=== Фрагмент для чтения ===
К чести настоящего ярославского зрителя, публика разобралась в репертуаре и сразу назвала наиболее интересные спектакли Самарской драмы, прежде всего «О мышах и людях» Дж. Стейнбека – с превосходным дуэтом Александра Амелина и Виктора Мирного и актерским ансамблем. Оригинально, но спорно решено «Доходное место» Островского, поучительна попытка Гвоздкова прорваться к проблемам современности в спектакле «Ребята, я к вам!», дискуссионен «Амадеус»... Высокой оценки заслуживают сценографы. И, бесспорно, звездный мужской состав труппы: Александр Амелин, Владимир Борисов, Владимир Гальченко, Олег Белов, Алексей Фокин, Виктор Мирный, Федор Греков...
===
**Задание 1**.
Перечислите все спектакли Самарской драмы, названия которых приведены во фрагменте.
=== Записи данных ===
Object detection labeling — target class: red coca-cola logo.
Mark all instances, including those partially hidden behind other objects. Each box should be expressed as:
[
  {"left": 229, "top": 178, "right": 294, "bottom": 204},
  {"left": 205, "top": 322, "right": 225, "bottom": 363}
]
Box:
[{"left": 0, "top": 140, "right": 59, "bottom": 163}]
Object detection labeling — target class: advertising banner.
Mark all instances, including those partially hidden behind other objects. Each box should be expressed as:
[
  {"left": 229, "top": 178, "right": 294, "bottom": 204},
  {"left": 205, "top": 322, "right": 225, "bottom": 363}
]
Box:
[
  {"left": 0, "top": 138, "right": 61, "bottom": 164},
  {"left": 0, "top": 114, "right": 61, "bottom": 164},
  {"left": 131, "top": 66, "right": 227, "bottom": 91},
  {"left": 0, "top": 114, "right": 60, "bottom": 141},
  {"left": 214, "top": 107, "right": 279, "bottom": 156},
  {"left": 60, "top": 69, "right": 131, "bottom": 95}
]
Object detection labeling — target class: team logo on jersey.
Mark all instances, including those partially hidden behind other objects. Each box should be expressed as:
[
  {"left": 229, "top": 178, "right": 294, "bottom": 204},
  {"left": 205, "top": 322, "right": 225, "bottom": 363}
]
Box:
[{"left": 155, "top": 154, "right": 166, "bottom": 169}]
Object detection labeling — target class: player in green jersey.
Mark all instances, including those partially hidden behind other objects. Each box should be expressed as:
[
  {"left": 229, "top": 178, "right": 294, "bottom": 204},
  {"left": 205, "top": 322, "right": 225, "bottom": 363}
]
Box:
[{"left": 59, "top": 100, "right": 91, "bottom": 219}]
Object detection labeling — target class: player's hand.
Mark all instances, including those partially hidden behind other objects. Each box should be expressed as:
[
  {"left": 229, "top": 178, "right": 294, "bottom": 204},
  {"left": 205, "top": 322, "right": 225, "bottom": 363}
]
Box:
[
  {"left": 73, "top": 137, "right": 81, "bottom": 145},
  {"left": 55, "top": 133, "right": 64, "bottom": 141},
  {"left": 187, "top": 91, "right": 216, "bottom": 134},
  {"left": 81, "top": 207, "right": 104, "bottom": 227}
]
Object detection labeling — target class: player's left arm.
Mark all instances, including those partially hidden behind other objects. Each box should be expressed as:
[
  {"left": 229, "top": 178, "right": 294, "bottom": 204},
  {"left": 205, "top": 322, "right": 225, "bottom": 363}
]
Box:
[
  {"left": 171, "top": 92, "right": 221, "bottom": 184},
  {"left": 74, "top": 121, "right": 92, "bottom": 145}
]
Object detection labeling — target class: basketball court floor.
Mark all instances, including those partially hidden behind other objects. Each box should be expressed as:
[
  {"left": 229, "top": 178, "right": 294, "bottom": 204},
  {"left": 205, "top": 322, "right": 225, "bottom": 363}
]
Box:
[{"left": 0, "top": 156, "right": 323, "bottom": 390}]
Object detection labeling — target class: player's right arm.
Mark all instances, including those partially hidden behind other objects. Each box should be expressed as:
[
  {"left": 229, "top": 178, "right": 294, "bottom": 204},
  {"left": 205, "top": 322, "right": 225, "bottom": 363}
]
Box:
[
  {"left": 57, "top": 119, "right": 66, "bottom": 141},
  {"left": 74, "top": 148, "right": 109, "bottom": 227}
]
===
**Задание 2**.
Верните каждую строку записей, в которой встречается строка «player».

**Результат выполнения 1**.
«О мышах и людях»
«Доходное место»
«Ребята, я к вам!»
«Амадеус»

**Результат выполнения 2**.
Object detection labeling — target class: player in green jersey.
Object detection labeling — target class: player's hand.
Object detection labeling — target class: player's left arm.
Object detection labeling — target class: player's right arm.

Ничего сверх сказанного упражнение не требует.